→ TASK TO CARRY OUT:
Where does the string "stone" occur in the records? Copy each line that holds it.

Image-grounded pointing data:
---*---
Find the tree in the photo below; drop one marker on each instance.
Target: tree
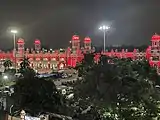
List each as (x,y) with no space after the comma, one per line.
(7,63)
(36,95)
(25,63)
(120,89)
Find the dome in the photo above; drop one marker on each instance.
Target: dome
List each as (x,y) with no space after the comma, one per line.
(155,37)
(87,39)
(20,41)
(75,37)
(37,41)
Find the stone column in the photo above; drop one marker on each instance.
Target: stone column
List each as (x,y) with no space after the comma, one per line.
(22,115)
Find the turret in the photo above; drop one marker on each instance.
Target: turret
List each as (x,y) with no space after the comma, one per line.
(20,44)
(155,40)
(37,45)
(75,43)
(87,44)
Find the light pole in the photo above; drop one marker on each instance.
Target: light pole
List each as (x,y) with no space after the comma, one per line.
(104,29)
(14,32)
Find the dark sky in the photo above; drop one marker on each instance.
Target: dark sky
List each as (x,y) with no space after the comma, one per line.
(55,21)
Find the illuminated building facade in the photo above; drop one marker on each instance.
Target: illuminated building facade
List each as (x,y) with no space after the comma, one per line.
(47,60)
---*---
→ RESULT:
Find the stone column in the photo above; drop one marker on each instance.
Target: stone column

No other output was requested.